PAGE TEXT =
◆ ◆ ◆
# Deodar



## Daninvan (Mar 25, 2011)

Was planning to mill up some more yellow cedar today, but when I arrived there was some newly dumped deodar cedar that looked too good to pass up. Gorgeous morning, sun shining on the peaks further up Howe Sound.









Where I cut is close to a military base. There are occasionally soldiers out walking on the beach, presumably to stay in shape, or in some cases to get in shape. They are all kitted up with guns and everything, it's a bit of an odd sight in the city. I guess it keeps the bad guys away from the log dump!







I had milled some deodar previously, and had been really happy with it. 

This was a bit smaller diameter, but still a good size, I struggled on a couple cuts with my 31" cutting length on my mill.

I was a bit disappointed as there were a lot of knots in the wood, unlike the previous deodar I had milled. In fact I wound up leaving a couple of slabs at the cutting area, the first time I have ever done that. 







That being said the pieces I took home do have some nice clear sections that will be great for drawer bottoms or cabinet backs. Deodar has an amazing smell, reminds me of peaches or mangoes. 

The weather was deteriorating the whole time I was there, by the time I left it was raining. 









Wound up with a couple hundred bf.






More info here on deodar.


----------



## BobL (Mar 25, 2011)

Nice , real nice. This is probably the only species we have cut in common!


----------



## Daninvan (Mar 25, 2011)

Maybe two - macrocarpa?
◆ ◆ ◆
TO BE DONE =
Can you turn the paragraph in the deodar thread that begins "Where I cut is close to a military base" into a short bulleted list of its main facts?
◆ ◆ ◆
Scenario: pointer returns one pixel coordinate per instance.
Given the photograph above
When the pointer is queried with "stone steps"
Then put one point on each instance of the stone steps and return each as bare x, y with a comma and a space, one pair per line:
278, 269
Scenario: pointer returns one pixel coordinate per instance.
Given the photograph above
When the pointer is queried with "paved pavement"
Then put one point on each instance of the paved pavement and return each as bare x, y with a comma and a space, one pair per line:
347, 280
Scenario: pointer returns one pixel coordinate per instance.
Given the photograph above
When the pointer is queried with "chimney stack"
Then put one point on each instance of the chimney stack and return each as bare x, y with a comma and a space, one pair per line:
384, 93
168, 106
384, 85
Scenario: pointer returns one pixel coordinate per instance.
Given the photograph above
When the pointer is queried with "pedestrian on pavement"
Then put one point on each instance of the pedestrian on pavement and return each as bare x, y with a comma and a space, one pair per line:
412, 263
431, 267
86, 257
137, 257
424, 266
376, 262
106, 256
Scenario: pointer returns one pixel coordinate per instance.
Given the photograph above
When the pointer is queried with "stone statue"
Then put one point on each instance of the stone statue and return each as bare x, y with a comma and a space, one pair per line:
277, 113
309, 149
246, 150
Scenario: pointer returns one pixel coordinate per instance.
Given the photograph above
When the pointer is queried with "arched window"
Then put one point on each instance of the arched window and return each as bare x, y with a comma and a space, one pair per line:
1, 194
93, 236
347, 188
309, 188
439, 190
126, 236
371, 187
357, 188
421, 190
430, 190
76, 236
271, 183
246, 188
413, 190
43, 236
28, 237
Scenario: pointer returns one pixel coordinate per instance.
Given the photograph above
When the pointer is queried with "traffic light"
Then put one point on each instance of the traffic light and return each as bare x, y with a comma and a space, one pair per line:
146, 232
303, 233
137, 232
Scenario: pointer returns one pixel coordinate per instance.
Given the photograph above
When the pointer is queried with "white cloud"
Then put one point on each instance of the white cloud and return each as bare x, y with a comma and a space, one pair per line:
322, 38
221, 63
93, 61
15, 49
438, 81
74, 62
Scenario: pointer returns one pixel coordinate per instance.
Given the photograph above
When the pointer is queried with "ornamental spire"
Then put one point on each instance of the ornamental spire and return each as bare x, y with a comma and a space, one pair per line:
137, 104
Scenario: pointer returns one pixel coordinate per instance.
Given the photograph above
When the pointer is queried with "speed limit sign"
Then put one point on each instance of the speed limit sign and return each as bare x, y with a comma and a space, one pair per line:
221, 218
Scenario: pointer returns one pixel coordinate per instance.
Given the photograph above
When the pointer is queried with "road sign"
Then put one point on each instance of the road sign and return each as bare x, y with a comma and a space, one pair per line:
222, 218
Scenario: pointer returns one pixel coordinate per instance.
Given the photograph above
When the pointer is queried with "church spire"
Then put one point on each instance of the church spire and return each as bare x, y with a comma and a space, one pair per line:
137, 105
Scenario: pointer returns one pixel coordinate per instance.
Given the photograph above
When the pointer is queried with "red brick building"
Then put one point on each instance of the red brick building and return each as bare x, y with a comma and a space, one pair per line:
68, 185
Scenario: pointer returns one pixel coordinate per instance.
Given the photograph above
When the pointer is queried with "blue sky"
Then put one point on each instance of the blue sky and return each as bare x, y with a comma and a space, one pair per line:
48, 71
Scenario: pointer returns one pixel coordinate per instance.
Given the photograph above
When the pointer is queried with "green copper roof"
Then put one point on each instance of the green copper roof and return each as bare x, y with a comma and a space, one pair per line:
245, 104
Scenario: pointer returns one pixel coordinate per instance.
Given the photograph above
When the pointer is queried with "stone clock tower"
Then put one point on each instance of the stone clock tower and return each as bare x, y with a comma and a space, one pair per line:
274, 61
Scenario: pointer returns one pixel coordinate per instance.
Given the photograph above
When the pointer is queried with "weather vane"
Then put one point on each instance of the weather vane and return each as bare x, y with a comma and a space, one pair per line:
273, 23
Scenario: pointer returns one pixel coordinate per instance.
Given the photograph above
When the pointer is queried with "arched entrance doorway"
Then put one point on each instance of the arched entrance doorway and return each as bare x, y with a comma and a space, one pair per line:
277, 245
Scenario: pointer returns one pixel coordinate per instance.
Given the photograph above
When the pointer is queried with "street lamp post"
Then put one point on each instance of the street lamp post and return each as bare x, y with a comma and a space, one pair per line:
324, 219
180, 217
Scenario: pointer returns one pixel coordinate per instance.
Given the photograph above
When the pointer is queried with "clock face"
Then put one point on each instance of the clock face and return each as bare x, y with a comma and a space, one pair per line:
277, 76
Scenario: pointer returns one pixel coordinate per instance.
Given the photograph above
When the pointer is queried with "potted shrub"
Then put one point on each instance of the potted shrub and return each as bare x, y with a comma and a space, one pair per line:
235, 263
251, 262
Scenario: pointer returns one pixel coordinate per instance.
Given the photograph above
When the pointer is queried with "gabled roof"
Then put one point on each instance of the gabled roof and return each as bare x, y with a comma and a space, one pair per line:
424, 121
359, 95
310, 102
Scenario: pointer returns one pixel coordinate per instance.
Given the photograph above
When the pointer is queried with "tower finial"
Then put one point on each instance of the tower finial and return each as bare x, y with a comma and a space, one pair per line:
◆ ◆ ◆
SOLUTION TO THIS TASK =
- The cutting spot is close to a military base.
- Soldiers sometimes walk on the beach, presumably to stay in shape or get in shape.
- They are fully kitted up with guns, which looks odd in the city.
- The poster jokes that this keeps the bad guys away from the log dump.